REQUIREMENTS:
A - In the thread about concrete wall caps, which paint does Bondo say he uses to keep a railing from rusting?
B - Pick up the forum thread on concrete wall caps after its final post and continue it.

BEGIN SUPPLIED TEXT

# Concrete wall caps?



## cwags (Dec 10, 2014)

Hello, 

The top of this wall pools water and gets alot of rust stains from the railing. Any suggestions on something to install on top to divert water off and/or hide rust stains that drop down. 

Thanks


----------



## Bondo (Dec 8, 2007)

cwags said:


> Hello,
> 
> The top of this wall pools water and gets alot of rust stains from the railing. Any suggestions on something to install on top to divert water off and/or hide rust stains that drop down.
> 
> Thanks


Ayuh,.... Easiest fix would probably be cuttin' some drainage grooves, from center outward, to get the water to run down the outside wall,......
Then repaint it,...

As for the Rust,... Keep the railin' Painted,.....
I use Rustoleum enamels for such things,....


----------



## ron45 (Feb 25, 2014)




----------



## stadry (Jun 20, 2009)

not difficult to do to your wall what ron post'd,,, try the cement-all stuff in the apron/vest stores,,, & COAT the railings,,, why anyone would put up w/rust yr after yr is beyond me :huh: is this public housing for the entitlement class or a condo hoa ?


----------



## cwags (Dec 10, 2014)

The rust us coming from the under side of bottom rail. I gotta spray some rust neutralizer in there.

END SUPPLIED TEXT
BEGIN SUPPLIED ENTRIES

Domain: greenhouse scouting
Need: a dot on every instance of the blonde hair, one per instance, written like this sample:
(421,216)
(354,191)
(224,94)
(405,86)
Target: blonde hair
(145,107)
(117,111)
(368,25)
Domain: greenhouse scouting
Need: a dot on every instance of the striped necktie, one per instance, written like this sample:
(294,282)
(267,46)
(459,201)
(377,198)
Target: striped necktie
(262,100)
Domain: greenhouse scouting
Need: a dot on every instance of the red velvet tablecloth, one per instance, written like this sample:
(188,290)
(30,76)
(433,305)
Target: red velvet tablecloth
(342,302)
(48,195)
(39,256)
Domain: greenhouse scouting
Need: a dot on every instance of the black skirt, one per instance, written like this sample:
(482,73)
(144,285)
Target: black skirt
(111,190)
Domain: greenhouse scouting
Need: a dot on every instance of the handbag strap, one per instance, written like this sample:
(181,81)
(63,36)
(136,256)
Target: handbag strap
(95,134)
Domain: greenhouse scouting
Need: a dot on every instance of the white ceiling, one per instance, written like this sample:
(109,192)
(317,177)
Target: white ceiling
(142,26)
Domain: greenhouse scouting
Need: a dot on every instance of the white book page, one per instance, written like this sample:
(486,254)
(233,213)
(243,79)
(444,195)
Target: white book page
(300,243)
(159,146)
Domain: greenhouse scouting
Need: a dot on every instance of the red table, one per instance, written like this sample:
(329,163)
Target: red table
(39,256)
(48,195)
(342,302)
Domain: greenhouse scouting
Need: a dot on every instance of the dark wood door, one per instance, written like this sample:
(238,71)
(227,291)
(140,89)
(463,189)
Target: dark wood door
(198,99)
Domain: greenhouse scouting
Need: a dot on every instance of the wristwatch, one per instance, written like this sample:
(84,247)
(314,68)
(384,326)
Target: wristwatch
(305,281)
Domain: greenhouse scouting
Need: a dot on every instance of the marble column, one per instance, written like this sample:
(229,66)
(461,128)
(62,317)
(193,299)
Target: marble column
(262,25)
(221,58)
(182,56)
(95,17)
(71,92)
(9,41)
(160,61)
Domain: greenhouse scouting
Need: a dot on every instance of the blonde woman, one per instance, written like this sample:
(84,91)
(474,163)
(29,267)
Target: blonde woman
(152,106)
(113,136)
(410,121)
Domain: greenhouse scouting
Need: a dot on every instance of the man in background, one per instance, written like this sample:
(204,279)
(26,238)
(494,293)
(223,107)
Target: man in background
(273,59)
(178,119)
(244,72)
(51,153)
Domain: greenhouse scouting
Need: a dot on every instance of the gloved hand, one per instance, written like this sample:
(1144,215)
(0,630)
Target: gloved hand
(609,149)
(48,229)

END SUPPLIED ENTRIES

TASK-BY-TASK ANSWERS:
A - Rustoleum enamels.

B -
Ron45 I was thinking something like that but maybe in composite material. Any links?


----------



## stadry (Jun 20, 2009)

ron's look like cast wall caps & they're usually a commercial item,,, IF you're handy, you can trowel on polymer-modified overlay mtl & achieve the same results :thumbsup:

but, according to your post, its rust that's the problem - take care of that & you're home free


----------



## ron45 (Feb 25, 2014)

Much cheaper to do it yourself. Either form and trowel your cap or make your own using thick foam and shaping it.

But......

http://styrotrim.com/cart/cart.asp?Category=wall_caps#Catalog

http://www.finehomebuilding.com/too...d-materials/foam-forms-for-concrete-caps.aspx

For the railing, or use something similar.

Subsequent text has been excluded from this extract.